[Image location labeling entries]
▼▼▼
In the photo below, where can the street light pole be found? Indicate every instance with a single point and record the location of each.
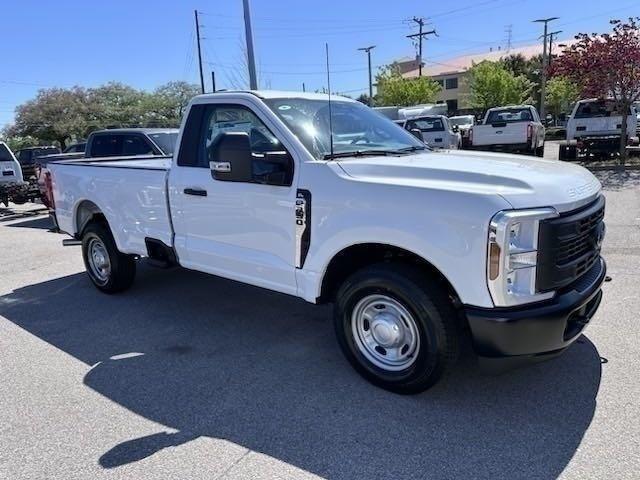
(552, 35)
(543, 76)
(253, 80)
(368, 51)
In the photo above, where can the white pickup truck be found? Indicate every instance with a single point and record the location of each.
(595, 127)
(515, 128)
(332, 202)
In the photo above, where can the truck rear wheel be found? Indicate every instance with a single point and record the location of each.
(110, 270)
(397, 327)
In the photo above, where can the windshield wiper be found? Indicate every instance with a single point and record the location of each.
(369, 153)
(413, 149)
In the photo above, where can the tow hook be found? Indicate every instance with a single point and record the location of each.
(71, 242)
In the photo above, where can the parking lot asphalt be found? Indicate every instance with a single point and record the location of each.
(189, 376)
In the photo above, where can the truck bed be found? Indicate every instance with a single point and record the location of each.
(130, 191)
(501, 133)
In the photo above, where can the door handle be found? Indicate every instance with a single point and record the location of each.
(198, 192)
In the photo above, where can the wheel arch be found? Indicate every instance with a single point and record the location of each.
(85, 212)
(354, 257)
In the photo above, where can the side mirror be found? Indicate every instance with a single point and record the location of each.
(416, 132)
(230, 157)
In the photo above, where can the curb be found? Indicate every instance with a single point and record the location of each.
(612, 168)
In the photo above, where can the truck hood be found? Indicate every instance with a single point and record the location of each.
(524, 182)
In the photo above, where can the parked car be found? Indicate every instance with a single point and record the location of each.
(28, 159)
(412, 246)
(595, 127)
(462, 124)
(436, 130)
(11, 183)
(515, 128)
(110, 143)
(76, 148)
▲▲▲
Exercise brief
Rewrite the listing above with "single point" replaced by "single dot" everywhere it occurs and everything else kept the same. Omit the pictures.

Solution for this exercise
In the photo below, where can the street light pole be found? Indicate every instance with a single dot and record the location of each.
(552, 35)
(543, 76)
(253, 80)
(368, 51)
In the photo above, where can the white pickup truck be found? Indicate every instance with a single dot and record the location of each.
(595, 127)
(515, 128)
(332, 202)
In the photo above, where can the truck rear wheel be found? Indicate every instance with a single dot and record the location of each.
(110, 270)
(397, 327)
In the photo above, where can the windshield wiper be found? Indicate every instance with a single dot and record the location of each.
(369, 153)
(413, 149)
In the photo above, where can the tow hook be found? Indicate every instance with a single dot and record the location of each.
(71, 242)
In the photo above, where can the parking lot asphalt be found? Indicate every instance with a single dot and record the location of each.
(189, 376)
In the photo above, where can the truck bed be found? Indicate every instance with a single dot and record the location of each.
(130, 191)
(501, 133)
In the photo above, where can the door handle be found? Indicate every instance with a single dot and record the location of each.
(198, 192)
In the photo above, where can the wheel arch be found? Indicate every instance with a single dot and record the location of each.
(85, 212)
(354, 257)
In the photo above, where can the side mirror be found? Indicate every instance with a single dot and record the location of each.
(416, 132)
(230, 157)
In the photo above, where can the curb be found? Indicate every instance with a single dot and record the location of each.
(612, 168)
In the photo above, where can the truck hood be found? Indicate every instance with a single dot and record the location of each.
(524, 182)
In the photo above, where can the parked car be found? Indicate every instance with a single dot and record the location of each.
(28, 159)
(412, 246)
(595, 127)
(462, 124)
(436, 130)
(11, 183)
(515, 128)
(110, 143)
(76, 148)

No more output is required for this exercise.